Scrivi il seguito del brano sul referendum costituzionale e sulla sfiducia verso la classe dirigente, cominciando subito dopo la sua ultima frase.

» **Brano di lettura**:
--

Il referendum costituzionale aveva infatti un oggetto di merito – la fine del bicameralismo paritario, la ridefinizione dei rapporti tra Stato e Regioni, e insomma un certo numero di articoli sui procedimenti legislativi, il CNEL, gli istituti della democrazia diretta, le Province e qualcos’altro ancora – ma l’eccezionale percentuali di affluenza, ben al di sopra di quelle delle ultime consultazioni referendarie, dimostra che al voto si è andati ben dentro uno schema politico, il cui significato è ancora una volta lo stesso (ripetiamolo: con i dati di cui attualmente disponiamo): il ceto dirigente, la «casta» va spazzata via. Va buttata giù. L’eccezione che Matteo Renzi aveva rappresentato, con il voto alle Europee del 2014, stando così le cose sarebbe cancellata.

Non è facile prevedere come se ne verrà fuori, nei prossimi giorni e nelle prossime settimane. Ma resta un punto di fondo, al quale la seconda Repubblica rimane evidentemente inchiodata: il rapporto di fiducia tra le classi dirigenti e il resto del Paese non si è ancora riannodato. La crisi economica e sociale è sempre più – anche in altri Paesi, non solo in Italia – una crisi democratica, che si esprime in una reazione di rigetto nei confronti dell’establishment, o di ciò che viene così descritto. Mondi come quello del lavoro dipendente, della piccola impresa, della scuola, appaiono sempre più lontani dalla rappresentanza politica e sindacale, sia dal punto di vista dell’espressione di voto che, più in profondità, dell’affidamento simbolico e culturale a ciò che la mediazione politica dovrebbe significare, nella ricerca di un interesse generale intorno al quale costruire una prospettiva di crescita complessiva del Paese.

--

» **Dati forniti**:
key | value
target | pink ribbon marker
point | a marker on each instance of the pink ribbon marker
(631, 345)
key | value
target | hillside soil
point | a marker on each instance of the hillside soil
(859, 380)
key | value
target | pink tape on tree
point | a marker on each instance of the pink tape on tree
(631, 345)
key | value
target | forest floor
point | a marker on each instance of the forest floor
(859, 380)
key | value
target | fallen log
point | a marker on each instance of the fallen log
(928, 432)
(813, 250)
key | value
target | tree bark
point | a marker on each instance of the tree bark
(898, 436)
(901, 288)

--

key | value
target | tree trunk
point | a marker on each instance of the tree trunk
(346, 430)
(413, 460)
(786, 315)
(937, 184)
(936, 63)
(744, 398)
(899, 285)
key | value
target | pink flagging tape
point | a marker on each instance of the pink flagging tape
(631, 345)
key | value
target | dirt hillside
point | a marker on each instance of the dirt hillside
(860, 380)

--

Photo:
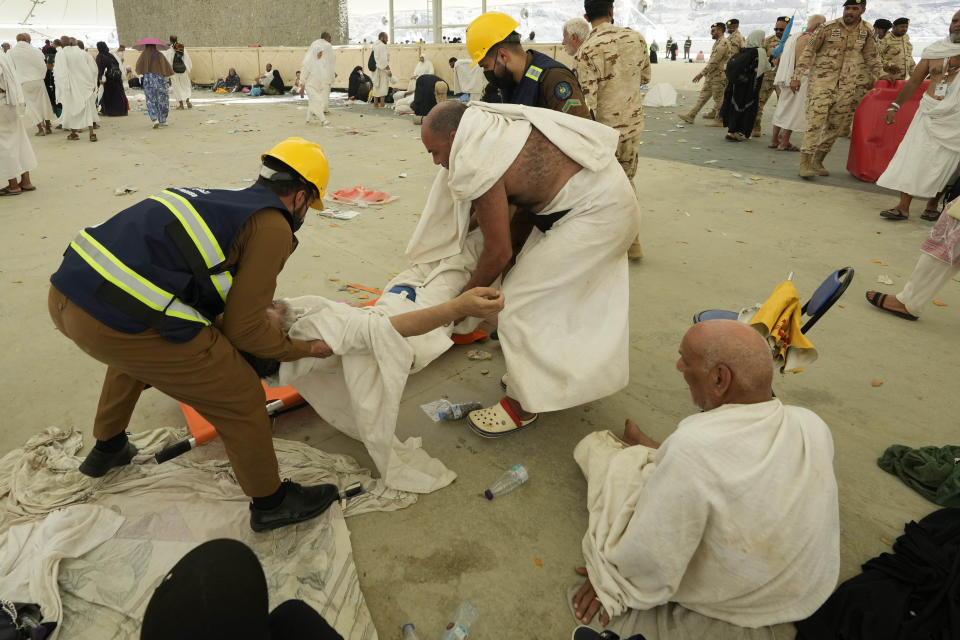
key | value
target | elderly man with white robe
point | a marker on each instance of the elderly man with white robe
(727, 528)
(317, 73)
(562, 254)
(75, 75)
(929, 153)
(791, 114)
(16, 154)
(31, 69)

--

» **La risposta**:
Quella prospettiva non c’è, non viene afferrata o non viene rappresentata. Gli elementi di socialità che temperavano le leggi di mercato grazie al compromesso del Welfare State, si sono sempre più ridotti. C’è di volta in volta una logica economica, un quadro di compatibilità, un insieme di impegni istituzionali, un sistema di valori, un corredo di politiche o anche semplicemente un principio di realtà che viene respinto. Perché restringe sempre di più lo spazio di chi ne apprezza i benefici, mentre amplia la platea di chi invece se ne sente escluso. I governi – tutti i governi, non solo quello italiano – si presentano come cementati in un unico blocco: saldato in uno con l’assetto finanziario che sorregge l’euro, in uno con l’edificio della globalizzazione, in uno con l’architettura istituzionale nazionale e sovranazionale.

Questo blocco ispira sempre meno fiducia. Soddisfa sempre meno i bisogni delle persone, mentre per altro verso continua ad alimentarne i desideri. Più si allarga questa forbice – fra ciò che sarebbe possibile, e ciò che è invece tristemente reale – più prevale il risentimento nei confronti di quelli che del blocco fanno parte. Dall’altra parte sta Grillo, stanno (di nuovo: non solo in Italia) le formazioni populiste, capaci di innescare meccanismi di identificazione molto più forti, molto più immediati.

A questo dato che una volta si sarebbe detto strutturale, si aggiunge un elemento di carattere sovrastrutturale, che di nuovo premia forze politiche come quella dei Cinquestelle. Nell’età della disintermediazione, la capacità di politica che i partiti sono in grado di sviluppare si è quasi azzerata. Il consenso non si costruisce più dentro i corpi intermedi; il professionismo della politica è respinto; l’idea stessa della rappresentanza è guardata con sospetto, e la sfera pubblica è sempre più segmentata in nicchie personalizzate, che sempre meno sfociano in uno spazio comune, condiviso, universale.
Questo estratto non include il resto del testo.